> WORK REQUIRED: From the entries below, transcribe exactly the lines between the line holding "Locate the cream" and the line holding "Locate the green stem", inclusive; skip all other lines.

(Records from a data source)

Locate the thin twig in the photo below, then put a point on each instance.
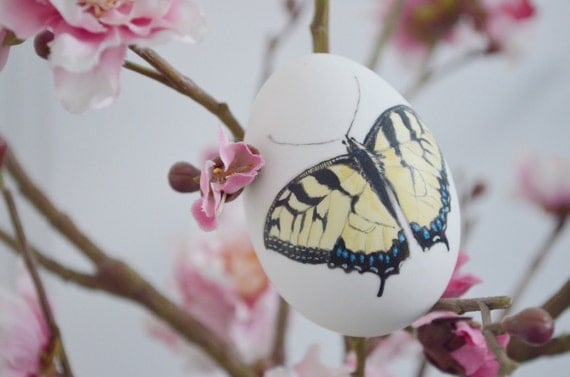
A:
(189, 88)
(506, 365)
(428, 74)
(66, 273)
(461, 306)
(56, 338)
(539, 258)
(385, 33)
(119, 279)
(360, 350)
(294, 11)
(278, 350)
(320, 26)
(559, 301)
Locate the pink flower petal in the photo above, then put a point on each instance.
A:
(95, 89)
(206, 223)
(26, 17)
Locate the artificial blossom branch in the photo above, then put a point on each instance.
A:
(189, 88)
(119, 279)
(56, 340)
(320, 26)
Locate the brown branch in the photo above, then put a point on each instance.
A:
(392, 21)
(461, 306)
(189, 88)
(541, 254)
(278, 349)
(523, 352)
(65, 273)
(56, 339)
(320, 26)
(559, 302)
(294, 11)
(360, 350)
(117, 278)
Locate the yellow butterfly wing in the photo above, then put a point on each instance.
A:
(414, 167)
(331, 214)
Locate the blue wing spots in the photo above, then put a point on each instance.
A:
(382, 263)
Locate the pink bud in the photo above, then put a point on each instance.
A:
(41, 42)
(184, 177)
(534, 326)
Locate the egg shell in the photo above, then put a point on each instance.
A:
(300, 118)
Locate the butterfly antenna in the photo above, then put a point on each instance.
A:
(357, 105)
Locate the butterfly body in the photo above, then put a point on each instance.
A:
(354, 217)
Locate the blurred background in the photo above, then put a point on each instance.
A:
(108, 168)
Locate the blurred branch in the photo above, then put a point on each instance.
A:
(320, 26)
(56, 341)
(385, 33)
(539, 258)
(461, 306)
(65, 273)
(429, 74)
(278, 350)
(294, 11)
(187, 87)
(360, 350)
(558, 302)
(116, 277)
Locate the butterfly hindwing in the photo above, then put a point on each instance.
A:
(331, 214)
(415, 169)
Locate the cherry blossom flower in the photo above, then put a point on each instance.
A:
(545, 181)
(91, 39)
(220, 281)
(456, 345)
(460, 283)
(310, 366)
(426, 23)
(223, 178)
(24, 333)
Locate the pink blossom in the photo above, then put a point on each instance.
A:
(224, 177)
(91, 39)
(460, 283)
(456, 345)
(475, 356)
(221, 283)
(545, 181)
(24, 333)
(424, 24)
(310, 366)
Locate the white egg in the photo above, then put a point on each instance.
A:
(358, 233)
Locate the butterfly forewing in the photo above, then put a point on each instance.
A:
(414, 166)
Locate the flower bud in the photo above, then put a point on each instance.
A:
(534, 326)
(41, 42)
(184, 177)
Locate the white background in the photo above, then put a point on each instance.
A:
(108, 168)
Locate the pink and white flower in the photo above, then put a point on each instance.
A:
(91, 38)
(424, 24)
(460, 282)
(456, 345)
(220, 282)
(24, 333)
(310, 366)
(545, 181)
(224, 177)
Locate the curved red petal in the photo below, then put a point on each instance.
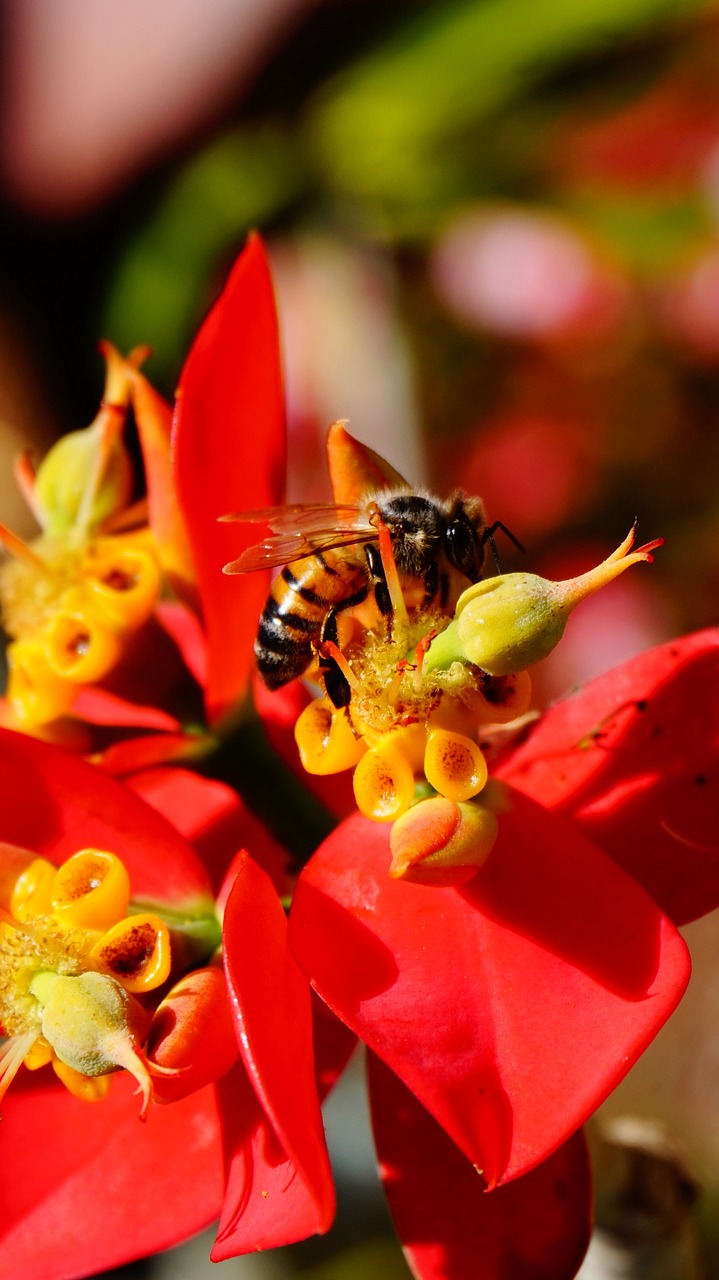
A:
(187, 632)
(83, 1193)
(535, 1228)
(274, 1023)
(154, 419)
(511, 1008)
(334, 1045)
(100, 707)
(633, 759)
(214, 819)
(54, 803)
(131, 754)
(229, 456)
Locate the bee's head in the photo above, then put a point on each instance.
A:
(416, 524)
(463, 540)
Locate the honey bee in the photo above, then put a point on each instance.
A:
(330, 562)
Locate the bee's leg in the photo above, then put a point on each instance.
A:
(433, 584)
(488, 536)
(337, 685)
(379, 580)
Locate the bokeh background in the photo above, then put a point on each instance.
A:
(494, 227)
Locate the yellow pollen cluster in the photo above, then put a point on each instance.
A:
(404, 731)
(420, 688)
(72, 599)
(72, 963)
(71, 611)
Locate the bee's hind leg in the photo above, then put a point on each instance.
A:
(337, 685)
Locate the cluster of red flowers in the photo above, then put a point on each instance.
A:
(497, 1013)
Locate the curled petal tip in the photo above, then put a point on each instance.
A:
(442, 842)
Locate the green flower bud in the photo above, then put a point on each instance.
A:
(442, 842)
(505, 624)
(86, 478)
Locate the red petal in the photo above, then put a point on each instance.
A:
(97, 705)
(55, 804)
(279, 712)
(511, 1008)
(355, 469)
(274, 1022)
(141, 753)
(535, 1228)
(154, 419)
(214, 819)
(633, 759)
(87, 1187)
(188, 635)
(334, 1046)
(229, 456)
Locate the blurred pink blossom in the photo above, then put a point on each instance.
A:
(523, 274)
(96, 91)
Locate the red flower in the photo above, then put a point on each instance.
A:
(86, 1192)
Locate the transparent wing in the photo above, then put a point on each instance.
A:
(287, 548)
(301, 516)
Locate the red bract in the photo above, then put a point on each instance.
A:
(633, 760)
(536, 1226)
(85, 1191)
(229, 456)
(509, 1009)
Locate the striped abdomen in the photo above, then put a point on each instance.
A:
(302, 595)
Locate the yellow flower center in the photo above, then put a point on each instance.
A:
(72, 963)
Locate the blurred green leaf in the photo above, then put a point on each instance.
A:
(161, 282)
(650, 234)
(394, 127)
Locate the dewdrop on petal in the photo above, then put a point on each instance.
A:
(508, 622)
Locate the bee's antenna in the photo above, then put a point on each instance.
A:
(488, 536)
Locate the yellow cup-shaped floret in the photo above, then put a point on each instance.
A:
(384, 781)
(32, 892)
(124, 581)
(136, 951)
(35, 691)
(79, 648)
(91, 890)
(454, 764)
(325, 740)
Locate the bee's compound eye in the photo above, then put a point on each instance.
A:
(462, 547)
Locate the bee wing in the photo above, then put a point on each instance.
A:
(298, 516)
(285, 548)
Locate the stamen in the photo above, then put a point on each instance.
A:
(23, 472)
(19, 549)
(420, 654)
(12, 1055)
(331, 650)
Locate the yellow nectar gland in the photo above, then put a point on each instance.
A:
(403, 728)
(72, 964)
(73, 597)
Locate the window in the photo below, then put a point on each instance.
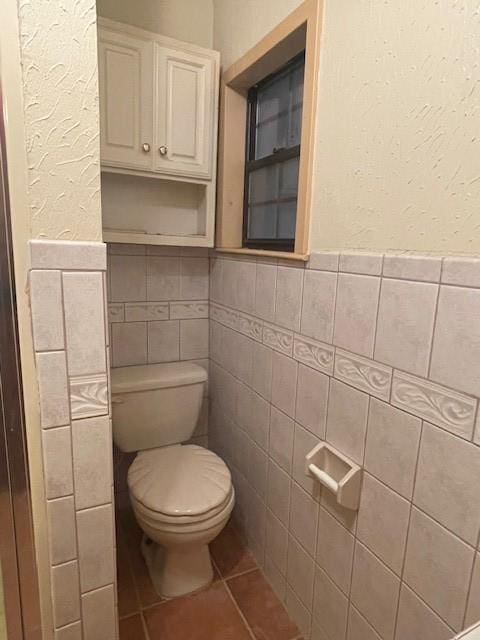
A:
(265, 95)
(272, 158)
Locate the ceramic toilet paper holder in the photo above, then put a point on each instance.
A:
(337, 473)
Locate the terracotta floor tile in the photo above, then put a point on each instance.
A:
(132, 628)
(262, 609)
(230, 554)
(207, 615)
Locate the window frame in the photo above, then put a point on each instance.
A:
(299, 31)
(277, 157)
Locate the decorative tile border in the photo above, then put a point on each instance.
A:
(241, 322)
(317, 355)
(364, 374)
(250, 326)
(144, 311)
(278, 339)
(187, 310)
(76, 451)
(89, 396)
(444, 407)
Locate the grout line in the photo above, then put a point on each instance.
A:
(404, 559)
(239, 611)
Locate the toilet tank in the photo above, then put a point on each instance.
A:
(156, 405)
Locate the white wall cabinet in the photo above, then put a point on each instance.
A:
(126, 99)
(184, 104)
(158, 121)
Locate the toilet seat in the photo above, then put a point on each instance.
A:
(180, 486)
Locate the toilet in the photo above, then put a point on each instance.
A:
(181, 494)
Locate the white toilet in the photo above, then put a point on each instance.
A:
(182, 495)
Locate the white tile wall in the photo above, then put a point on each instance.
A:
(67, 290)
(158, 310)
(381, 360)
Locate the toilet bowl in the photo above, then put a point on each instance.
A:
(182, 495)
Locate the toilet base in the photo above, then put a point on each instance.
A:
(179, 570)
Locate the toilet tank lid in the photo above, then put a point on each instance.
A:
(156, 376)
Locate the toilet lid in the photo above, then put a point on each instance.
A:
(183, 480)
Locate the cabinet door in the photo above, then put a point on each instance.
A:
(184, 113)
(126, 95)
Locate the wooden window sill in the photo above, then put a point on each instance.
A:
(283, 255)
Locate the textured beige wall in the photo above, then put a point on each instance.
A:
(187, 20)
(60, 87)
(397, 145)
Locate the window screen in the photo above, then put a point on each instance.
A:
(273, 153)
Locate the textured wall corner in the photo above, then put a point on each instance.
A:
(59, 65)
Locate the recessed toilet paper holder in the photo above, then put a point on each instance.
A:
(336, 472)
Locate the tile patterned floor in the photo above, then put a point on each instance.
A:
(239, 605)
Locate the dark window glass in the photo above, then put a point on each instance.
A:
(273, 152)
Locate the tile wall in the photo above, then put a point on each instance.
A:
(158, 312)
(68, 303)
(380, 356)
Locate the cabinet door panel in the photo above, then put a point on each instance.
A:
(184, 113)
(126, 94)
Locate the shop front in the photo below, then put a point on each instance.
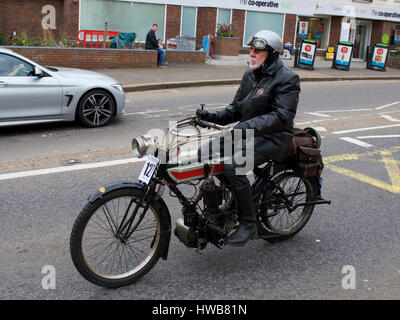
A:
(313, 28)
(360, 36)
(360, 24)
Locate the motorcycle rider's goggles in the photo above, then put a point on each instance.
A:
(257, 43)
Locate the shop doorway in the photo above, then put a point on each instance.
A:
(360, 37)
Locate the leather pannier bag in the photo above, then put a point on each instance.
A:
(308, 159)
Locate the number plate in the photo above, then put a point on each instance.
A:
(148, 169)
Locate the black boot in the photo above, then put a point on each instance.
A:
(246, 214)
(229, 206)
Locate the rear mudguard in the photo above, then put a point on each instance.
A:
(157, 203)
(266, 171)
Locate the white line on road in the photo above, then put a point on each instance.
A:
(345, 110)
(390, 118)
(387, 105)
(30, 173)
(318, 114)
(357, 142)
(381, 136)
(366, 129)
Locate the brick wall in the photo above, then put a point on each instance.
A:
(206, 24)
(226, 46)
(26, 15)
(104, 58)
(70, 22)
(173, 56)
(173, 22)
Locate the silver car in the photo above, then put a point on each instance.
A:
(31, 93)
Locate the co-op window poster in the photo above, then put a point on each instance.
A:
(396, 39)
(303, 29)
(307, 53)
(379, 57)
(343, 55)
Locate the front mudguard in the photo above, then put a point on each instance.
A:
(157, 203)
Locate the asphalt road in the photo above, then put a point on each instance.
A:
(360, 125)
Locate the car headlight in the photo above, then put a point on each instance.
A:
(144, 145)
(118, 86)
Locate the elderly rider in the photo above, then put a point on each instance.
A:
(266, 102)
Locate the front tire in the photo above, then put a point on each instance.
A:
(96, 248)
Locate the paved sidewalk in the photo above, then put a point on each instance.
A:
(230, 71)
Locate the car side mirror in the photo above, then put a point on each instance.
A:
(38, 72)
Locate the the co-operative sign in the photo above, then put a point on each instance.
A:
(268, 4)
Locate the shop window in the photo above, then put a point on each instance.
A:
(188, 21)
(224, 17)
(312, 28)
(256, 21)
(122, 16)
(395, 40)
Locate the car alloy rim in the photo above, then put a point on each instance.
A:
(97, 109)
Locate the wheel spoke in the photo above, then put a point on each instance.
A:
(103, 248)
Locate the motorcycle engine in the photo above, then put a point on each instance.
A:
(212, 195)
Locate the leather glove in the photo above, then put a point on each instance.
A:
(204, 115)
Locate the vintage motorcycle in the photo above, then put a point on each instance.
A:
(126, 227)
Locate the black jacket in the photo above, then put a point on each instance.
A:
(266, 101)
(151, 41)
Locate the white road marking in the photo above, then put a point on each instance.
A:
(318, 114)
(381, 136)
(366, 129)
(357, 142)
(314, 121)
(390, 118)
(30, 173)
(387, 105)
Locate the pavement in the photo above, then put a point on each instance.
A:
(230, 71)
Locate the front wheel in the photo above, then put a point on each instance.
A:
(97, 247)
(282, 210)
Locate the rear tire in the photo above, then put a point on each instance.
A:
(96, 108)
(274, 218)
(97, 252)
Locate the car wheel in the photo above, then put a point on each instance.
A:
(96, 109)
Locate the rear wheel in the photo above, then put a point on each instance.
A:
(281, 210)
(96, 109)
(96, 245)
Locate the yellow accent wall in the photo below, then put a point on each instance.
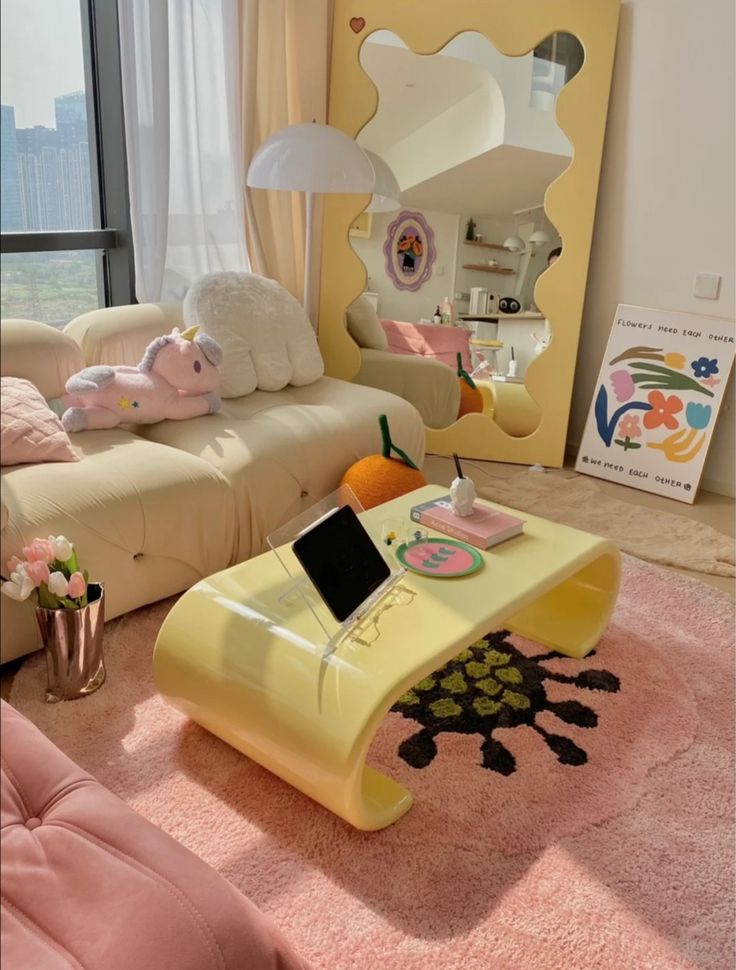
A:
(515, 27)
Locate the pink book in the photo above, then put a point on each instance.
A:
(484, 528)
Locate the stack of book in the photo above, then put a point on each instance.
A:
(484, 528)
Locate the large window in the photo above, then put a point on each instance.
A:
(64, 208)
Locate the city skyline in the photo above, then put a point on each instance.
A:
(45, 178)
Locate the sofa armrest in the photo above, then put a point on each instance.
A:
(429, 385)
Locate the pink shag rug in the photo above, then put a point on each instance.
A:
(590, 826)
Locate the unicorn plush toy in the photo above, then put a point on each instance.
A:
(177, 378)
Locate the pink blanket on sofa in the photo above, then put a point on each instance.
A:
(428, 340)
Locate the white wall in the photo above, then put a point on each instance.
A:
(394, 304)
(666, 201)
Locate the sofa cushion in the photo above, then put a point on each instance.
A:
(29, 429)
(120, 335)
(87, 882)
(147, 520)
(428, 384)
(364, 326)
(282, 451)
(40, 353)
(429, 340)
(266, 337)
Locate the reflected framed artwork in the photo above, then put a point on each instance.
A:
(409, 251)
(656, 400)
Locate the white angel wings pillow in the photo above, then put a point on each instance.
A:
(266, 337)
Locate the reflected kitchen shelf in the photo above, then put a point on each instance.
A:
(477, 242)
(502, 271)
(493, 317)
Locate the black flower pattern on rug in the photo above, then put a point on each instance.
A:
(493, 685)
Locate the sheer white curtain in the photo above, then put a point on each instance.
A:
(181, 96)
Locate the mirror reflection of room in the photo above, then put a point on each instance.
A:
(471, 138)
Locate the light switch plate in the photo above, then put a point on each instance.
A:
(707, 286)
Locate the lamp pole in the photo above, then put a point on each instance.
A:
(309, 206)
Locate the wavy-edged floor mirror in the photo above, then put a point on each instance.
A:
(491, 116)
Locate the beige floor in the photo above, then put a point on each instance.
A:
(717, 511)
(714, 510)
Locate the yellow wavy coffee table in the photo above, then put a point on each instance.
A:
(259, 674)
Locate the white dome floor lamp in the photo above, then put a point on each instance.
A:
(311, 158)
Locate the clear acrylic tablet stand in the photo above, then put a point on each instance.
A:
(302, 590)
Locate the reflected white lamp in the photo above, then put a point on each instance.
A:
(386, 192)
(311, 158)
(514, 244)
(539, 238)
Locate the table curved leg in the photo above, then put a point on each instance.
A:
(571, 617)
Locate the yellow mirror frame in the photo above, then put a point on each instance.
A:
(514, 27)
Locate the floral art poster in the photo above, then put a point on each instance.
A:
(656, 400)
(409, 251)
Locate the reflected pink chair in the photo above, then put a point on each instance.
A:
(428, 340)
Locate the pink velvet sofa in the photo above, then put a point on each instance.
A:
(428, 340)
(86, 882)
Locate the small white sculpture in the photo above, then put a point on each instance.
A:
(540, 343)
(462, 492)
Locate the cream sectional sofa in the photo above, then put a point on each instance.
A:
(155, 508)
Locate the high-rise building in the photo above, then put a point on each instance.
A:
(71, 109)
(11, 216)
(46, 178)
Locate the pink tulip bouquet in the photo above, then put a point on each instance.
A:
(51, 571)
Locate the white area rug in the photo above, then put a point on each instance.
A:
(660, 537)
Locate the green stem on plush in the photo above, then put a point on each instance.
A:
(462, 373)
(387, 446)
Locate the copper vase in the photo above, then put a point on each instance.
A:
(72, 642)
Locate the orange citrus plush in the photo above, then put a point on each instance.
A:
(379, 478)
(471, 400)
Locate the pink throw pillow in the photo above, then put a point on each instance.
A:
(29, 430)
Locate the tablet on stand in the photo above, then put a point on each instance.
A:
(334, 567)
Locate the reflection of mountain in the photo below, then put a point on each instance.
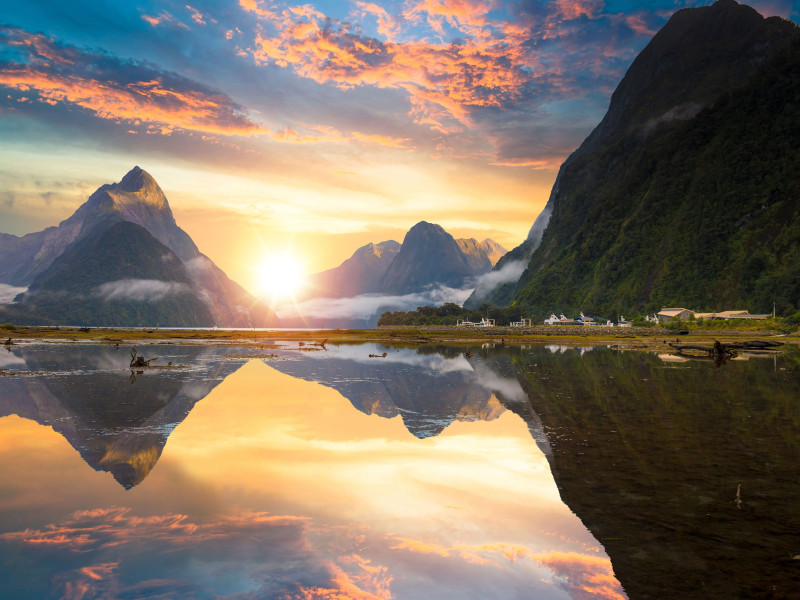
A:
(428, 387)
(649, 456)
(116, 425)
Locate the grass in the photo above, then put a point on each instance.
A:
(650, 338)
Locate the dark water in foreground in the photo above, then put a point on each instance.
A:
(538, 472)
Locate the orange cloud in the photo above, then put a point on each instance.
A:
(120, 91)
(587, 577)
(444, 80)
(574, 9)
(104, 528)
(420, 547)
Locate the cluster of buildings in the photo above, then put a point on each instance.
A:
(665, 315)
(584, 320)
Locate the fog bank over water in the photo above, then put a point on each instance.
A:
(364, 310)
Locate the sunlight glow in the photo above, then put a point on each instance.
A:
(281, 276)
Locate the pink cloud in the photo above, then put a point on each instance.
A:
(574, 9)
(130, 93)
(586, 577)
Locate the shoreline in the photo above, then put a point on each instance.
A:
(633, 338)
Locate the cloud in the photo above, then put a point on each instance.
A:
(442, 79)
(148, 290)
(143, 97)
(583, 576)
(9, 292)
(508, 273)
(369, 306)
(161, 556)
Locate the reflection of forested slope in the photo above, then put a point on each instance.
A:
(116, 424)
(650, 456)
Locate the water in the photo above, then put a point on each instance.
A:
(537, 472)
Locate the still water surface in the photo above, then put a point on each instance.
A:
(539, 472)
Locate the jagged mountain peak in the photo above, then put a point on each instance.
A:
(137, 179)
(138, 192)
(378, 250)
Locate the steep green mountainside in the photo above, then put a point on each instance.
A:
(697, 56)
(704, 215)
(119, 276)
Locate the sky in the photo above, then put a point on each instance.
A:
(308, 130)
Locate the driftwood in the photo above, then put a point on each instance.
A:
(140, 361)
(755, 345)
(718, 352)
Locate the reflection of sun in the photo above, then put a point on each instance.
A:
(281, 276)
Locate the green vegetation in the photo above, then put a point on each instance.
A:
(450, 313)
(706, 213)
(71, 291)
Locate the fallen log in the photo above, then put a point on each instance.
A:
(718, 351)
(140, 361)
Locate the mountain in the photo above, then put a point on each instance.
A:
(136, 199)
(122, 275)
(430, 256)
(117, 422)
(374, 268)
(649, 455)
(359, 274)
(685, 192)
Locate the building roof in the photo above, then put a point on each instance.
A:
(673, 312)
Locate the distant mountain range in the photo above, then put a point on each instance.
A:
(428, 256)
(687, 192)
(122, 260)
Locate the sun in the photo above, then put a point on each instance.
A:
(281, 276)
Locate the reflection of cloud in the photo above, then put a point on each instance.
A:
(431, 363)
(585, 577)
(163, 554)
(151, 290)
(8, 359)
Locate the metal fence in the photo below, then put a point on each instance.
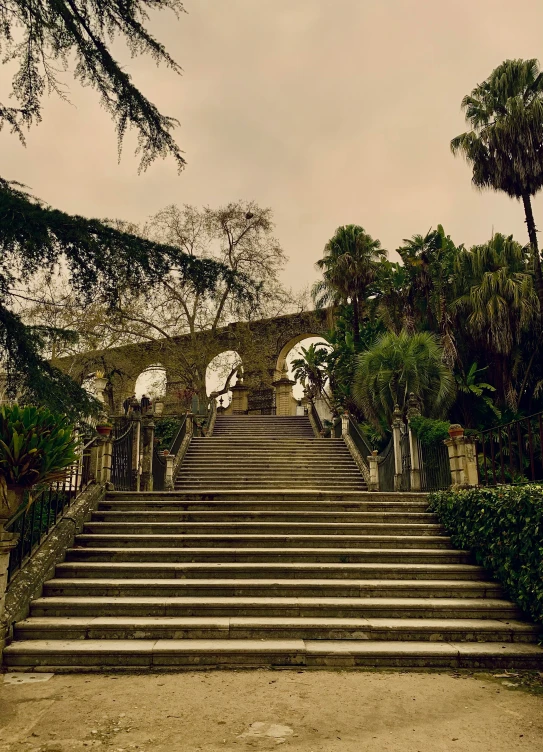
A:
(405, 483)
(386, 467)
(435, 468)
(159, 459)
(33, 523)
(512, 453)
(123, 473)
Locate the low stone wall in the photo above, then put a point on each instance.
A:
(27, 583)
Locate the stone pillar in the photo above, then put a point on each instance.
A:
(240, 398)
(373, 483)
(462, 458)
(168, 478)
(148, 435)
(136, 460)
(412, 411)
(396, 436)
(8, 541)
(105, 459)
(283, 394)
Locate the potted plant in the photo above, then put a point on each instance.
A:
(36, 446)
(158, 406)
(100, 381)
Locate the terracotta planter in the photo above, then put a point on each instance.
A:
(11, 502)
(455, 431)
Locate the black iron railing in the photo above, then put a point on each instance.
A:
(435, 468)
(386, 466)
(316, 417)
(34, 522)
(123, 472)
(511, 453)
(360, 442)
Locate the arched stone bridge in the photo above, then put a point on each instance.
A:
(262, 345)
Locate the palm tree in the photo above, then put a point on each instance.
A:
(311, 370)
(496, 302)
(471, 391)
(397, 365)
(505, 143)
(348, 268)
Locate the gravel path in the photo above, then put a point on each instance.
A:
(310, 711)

> SOLUTION FOR THIS EXERCISE:
Locate the cream sectional sofa in the photo above, then put a point on each instance.
A:
(155, 508)
Locate the high-rise building in the photo above, then put a point on each instance.
A:
(71, 109)
(11, 216)
(46, 178)
Locate the pink tulip bouquet in the photo above, then put a point on each instance.
A:
(51, 571)
Locate the white area rug in the photo above, then put a point on each instance.
A:
(660, 537)
Locate the green stem on plush in the photo above, then put a point on each instance.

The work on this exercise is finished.